WHAT IS NEEDED —
Take every line from the listing below that includes "query" and copy it.

EXERCISE INPUTS —

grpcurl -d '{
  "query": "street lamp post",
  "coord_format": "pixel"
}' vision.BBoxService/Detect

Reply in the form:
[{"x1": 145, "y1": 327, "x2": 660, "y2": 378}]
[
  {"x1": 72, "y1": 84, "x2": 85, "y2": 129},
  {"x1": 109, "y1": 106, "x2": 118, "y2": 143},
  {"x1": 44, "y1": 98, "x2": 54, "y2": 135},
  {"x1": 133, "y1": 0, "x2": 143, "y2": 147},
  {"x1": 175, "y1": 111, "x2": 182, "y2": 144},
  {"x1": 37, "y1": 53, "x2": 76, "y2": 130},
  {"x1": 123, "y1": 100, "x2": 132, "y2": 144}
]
---
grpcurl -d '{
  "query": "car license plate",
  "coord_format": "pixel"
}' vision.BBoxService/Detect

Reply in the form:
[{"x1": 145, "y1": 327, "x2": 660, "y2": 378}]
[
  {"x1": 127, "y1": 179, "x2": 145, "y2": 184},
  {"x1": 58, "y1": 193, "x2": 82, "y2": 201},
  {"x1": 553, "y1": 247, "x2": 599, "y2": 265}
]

OUTPUT —
  "query": "street lamp post",
  "query": "car license plate",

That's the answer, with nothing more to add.